■ ASSIGNED TASK: From the line containing "of the biplane" down to the line containing "of the grassy" in the records below, reproduce every line exactly, ends included, and omit all others.

■ EXERCISE INPUT:
───

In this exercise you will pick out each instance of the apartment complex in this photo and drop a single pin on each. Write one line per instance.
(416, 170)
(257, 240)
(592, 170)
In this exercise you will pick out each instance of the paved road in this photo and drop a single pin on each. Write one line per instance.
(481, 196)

───

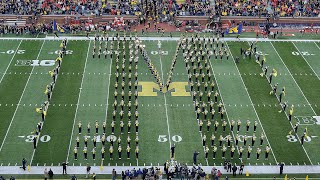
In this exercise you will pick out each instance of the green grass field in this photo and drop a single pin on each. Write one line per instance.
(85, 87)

───

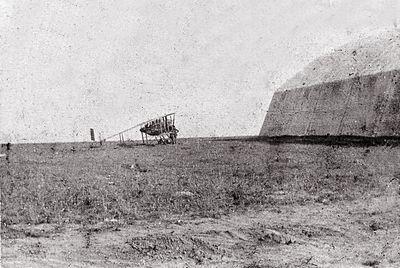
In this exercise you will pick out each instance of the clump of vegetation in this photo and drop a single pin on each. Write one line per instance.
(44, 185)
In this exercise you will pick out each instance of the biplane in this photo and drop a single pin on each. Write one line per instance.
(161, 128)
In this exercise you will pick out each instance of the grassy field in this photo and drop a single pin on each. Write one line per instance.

───

■ TASK RESULT:
In this exercise you will pick out each instance of the biplane in this photo and drop a single pin on each. Write one line per instance.
(161, 128)
In this exercise you will pick out each instance of the grassy field in this photo and drop a single pin on each. Write one line per instance.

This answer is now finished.